Instruction A - Duplicate everything in the Gulf Coast ports article from "by Savannah Yawn" down to "the Gulf Coast.".
Instruction B - In the Gulf Coast ports article, which four ports had leaders who spoke with Site Selection?
Instruction C - Can you condense the paragraph in the Gulf Coast ports article that begins "Gulf Coast ports are expanding" into a short bulleted list that keeps its main facts?

Supplied text -
GULF COAST PORTS: Ports in Play: How Gulf Gateways Are Competing for The Next Wave of Industry

At the Port of New Orleans, investments in terminal capacity and multimodal connectivity are strengthening links between global shipping lanes and inland U.S. markets.
Photo courtesy of Port NOLA

Deeper channels, faster terminals and expanding inland networks are reshaping how companies evaluate Gulf Coast locations.

by Savannah Yawn

Gulf Coast ports are expanding with deeper channels, more capacity and better rail connections to move larger ships with fewer delays. For companies looking at Gulf Coast locations, the basics are clear: deepwater access, reliable operations and strong connectivity. The difference is which ports can actually deliver.

To see how that plays out in practice, Site Selection spoke with leaders at the Port of Corpus Christi, Port of Mobile, Port of New Orleans and Port Houston about how they’re investing to attract industry and strengthen supply chains along the Gulf Coast.

Given information -
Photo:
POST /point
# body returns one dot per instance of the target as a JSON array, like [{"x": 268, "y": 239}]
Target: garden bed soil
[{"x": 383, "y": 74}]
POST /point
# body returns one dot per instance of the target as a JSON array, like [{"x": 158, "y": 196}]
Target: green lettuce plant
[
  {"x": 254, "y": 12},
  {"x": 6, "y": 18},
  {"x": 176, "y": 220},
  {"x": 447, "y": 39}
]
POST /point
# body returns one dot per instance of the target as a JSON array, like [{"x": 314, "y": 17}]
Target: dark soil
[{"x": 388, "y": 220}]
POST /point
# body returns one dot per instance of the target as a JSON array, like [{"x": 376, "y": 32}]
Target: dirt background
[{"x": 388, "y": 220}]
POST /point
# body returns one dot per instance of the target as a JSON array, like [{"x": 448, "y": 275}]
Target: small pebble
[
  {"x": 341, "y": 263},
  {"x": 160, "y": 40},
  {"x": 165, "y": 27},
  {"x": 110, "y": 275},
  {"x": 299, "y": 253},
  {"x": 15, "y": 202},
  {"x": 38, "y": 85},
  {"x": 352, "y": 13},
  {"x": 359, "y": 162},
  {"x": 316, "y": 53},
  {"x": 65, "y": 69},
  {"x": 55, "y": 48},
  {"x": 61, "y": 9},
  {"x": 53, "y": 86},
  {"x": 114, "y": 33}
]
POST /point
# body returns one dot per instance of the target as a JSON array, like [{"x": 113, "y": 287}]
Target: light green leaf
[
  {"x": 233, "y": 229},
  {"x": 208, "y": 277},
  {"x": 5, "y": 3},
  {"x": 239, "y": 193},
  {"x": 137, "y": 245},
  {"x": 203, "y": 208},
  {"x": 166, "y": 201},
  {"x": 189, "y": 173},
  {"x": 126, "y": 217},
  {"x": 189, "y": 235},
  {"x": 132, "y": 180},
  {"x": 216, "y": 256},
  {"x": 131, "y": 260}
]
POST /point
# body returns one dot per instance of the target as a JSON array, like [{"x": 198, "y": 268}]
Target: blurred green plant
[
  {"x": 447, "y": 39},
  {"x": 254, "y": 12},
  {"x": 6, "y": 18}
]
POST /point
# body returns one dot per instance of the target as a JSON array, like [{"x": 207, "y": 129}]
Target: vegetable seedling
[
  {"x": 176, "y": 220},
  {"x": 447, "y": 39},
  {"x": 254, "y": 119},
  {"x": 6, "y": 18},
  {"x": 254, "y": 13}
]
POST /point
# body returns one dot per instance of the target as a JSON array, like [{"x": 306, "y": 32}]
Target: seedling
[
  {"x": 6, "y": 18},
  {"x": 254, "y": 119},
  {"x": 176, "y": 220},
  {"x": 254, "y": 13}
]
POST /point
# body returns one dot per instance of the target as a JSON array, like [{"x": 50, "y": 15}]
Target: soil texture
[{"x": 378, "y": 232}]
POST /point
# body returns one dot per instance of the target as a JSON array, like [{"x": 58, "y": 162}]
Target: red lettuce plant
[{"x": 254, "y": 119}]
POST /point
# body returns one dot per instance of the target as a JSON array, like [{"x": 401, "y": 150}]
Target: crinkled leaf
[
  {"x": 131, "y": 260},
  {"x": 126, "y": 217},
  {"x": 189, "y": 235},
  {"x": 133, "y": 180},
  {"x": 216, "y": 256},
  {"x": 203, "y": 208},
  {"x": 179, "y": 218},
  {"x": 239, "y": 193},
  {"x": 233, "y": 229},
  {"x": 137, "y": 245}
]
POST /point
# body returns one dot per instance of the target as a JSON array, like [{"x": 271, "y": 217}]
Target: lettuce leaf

Written answer A -
by Savannah Yawn

Gulf Coast ports are expanding with deeper channels, more capacity and better rail connections to move larger ships with fewer delays. For companies looking at Gulf Coast locations, the basics are clear: deepwater access, reliable operations and strong connectivity. The difference is which ports can actually deliver.

To see how that plays out in practice, Site Selection spoke with leaders at the Port of Corpus Christi, Port of Mobile, Port of New Orleans and Port Houston about how they’re investing to attract industry and strengthen supply chains along the Gulf Coast.

Written answer B - The Port of Corpus Christi, the Port of Mobile, the Port of New Orleans and Port Houston.

Written answer C -
- Gulf Coast ports are expanding with deeper channels, more capacity and better rail connections so they can move larger ships with fewer delays.
- Companies considering Gulf Coast locations look for deepwater access, reliable operations and strong connectivity.
- What sets ports apart is which ones can actually deliver these.